ASSIGNED TASK: Rewrite the plant phenotyping passage from "We used three" up to and including "et al. (2021).", changing "validation" to "evaluation".

The use of deep learning in plant phenotypic tasks are gradually gaining popularity (Scharr et al., 2016; Aich and Stavness, 2017; Ubbens and Stavness, 2017; Aich et al., 2018), and the dataset plays a vital role as it contains a large amount of noise representing the real-world scenarios. Manually measuring the plant traits is a time-consuming process, which is also prone to error. Image-based automated plant trait analysis using deep learning can help overcome these drawbacks (Aich et al., 2018). However, most of the studies explaining the deep learning models use benchmark datasets (e.g., MNIST (Deng, 2012), Fashion-MNIST (Xiao et al., 2017), and so on), and very few studies have attempted to explain the learning using a plant dataset (Dobrescu et al., 2019).

We used three plant datasets: Weedling dataset (Beck et al., 2020, 2021), Plant Village dataset (Mohanty, 2018), and Plant Seedling dataset (Giselsson et al., 2017) which are commonly used for creating deep learning models for plant phenotyping tasks. For all the datasets, 80% of the available images were used for training and 10% for testing and 10% for validation. The detailed overview of the datasets is available in Mostafa et al. (2021).

2.5. Deep Learning Models

ResNet-50: In this study, we used the ResNet-50 model with random weight initialization and adam optimizer as the optimization function. We also replaced the top layer of the model with a fully connected layer, where Softmax was the activation function, and the number of neurons was the number of classes in a dataset. We trained the model for 100 epochs and only used the model with the highest testing accuracy.

2-Conv-ResNet, 3-Conv-ResNet, 4-Conv-ResNet: Keras ResNet-50 model is an implementation of the architecture proposed by He et al. (2016), where the authors used five convolutional blocks. However, we also used smaller versions of the ResNet-50, where we sequentially increased the number of blocks to create 2-Conv-ResNet, 3-Conv-ResNet, and 4-Conv-ResNet. For example, in 2-Conv-ResNet we only used the layers in Conv1 and Conv2_x (see Table 1, He et al., 2016), and in 3-Conv-ResNet we used the layers in Conv1, Conv2_x, and Conv3_x. In different models, apart from discarding the convolutional blocks, the rest of the architecture remained the same. We used the modified ResNet models to investigate the relation between the model depth and SSIM cut curve and to see whether decreasing the depth helps avoid overfitting.

TABLE 1

Table 1. Performances of different models for various datasets.

ResNet-50-10% and 2-Conv-ResNet-10%: In an attempt to create overfit models for this study, we trained the ResNet-50 and 2-Conv-ResNet on 10% training data for the Weedling and Plant Village dataset; but we left out the Plant Seedling dataset due to its small size.

ENTRIES SHOWN:
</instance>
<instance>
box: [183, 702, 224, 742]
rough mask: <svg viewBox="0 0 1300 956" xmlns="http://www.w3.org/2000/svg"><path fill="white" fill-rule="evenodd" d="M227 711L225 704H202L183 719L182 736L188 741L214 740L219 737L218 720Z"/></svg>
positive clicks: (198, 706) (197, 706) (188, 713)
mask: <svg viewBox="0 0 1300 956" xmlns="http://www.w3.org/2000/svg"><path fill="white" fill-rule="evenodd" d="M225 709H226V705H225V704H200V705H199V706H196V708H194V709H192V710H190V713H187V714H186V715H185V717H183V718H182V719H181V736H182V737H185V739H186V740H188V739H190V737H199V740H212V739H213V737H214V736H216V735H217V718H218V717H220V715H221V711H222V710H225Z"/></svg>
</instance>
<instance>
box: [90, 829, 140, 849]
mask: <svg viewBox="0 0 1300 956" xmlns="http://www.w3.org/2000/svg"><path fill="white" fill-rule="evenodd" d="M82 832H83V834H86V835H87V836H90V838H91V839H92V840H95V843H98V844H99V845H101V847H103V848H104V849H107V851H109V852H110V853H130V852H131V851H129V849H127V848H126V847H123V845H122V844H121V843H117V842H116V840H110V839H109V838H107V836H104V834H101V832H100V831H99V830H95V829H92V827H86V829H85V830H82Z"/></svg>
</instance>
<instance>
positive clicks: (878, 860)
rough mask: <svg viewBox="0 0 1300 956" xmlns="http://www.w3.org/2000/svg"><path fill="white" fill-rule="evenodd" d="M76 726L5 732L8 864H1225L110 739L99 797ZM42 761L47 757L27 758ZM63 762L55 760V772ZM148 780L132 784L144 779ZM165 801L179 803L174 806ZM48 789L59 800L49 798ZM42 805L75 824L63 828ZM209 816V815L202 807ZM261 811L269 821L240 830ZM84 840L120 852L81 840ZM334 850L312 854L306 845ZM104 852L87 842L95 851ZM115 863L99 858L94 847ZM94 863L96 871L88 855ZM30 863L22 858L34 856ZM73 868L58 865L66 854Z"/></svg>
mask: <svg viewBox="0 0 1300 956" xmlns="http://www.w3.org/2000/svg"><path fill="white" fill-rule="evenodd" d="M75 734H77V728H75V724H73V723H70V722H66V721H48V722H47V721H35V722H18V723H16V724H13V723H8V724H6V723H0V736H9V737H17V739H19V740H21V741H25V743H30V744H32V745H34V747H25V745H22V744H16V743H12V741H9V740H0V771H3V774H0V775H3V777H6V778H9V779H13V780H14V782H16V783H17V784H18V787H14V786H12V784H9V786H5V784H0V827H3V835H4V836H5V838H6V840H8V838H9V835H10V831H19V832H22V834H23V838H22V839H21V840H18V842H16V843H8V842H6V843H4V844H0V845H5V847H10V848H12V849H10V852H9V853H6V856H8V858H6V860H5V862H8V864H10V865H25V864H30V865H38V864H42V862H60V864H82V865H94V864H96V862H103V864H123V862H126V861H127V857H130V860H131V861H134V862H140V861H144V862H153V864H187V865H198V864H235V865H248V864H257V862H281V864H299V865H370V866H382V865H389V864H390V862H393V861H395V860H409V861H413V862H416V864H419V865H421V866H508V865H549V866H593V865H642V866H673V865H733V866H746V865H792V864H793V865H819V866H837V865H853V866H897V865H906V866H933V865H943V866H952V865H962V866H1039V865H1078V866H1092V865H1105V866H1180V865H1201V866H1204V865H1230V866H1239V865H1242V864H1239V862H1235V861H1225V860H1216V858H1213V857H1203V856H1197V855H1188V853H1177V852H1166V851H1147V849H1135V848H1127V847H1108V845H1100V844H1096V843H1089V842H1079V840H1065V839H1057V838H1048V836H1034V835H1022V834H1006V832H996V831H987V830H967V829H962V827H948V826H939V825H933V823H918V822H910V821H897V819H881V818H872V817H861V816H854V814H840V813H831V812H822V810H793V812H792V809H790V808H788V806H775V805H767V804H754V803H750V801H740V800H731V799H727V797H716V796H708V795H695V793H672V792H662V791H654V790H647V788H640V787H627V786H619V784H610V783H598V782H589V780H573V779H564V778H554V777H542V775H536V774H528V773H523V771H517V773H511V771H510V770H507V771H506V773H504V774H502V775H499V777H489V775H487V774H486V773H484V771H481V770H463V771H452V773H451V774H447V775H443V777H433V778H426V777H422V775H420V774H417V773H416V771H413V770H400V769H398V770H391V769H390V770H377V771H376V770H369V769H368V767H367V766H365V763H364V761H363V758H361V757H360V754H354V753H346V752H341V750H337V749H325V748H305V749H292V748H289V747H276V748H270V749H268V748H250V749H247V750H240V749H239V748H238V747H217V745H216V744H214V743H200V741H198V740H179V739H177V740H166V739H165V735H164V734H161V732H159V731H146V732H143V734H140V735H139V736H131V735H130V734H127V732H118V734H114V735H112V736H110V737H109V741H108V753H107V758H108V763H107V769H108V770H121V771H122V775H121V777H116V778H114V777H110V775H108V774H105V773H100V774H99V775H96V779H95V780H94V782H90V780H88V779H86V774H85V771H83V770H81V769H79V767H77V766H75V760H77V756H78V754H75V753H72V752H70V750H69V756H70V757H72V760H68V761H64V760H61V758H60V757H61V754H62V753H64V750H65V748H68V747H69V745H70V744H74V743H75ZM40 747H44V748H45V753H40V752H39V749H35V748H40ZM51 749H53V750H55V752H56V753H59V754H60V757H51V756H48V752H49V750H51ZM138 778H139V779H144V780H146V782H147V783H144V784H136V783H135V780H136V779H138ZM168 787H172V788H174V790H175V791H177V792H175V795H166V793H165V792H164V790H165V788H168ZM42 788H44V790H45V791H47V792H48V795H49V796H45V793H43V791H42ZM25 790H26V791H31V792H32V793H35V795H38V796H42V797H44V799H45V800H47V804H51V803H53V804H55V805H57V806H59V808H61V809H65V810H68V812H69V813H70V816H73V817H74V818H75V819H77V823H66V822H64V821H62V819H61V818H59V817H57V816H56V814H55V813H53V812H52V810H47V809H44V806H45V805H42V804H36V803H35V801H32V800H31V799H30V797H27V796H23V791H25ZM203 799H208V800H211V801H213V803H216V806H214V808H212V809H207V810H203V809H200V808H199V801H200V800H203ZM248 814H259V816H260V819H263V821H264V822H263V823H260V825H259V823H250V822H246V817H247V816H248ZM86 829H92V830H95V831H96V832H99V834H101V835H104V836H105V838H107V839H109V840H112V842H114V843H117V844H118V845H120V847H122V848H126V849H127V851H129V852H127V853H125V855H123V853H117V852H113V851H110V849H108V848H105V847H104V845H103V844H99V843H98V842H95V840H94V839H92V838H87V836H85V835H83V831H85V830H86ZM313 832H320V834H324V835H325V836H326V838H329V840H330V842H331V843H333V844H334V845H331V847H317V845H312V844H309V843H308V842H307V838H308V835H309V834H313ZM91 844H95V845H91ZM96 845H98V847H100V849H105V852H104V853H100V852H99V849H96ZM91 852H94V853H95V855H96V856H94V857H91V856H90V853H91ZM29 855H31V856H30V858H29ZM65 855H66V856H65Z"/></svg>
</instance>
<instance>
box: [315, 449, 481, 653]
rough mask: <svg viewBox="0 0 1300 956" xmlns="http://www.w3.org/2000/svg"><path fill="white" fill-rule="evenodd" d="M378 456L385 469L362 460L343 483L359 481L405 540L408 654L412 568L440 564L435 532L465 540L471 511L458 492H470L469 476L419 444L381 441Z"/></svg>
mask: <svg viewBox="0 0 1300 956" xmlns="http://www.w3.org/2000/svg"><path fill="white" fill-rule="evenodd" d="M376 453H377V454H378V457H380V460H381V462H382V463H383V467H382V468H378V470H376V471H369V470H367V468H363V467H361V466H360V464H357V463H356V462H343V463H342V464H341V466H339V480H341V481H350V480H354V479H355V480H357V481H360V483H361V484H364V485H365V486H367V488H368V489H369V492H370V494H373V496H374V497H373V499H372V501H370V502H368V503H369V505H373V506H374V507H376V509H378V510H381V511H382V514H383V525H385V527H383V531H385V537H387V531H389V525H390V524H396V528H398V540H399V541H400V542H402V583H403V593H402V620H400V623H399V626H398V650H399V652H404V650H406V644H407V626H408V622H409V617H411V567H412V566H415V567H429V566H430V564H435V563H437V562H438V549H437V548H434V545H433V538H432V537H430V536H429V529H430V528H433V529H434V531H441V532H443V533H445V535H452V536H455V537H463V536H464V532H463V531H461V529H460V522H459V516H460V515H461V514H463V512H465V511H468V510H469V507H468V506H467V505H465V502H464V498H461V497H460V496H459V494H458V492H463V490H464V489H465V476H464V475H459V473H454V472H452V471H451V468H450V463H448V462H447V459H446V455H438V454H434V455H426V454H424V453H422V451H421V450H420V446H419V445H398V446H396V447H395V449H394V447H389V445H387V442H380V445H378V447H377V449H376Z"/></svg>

RESPONSE TO THE TASK:
We used three plant datasets: Weedling dataset (Beck et al., 2020, 2021), Plant Village dataset (Mohanty, 2018), and Plant Seedling dataset (Giselsson et al., 2017) which are commonly used for creating deep learning models for plant phenotyping tasks. For all the datasets, 80% of the available images were used for training and 10% for testing and 10% for evaluation. The detailed overview of the datasets is available in Mostafa et al. (2021).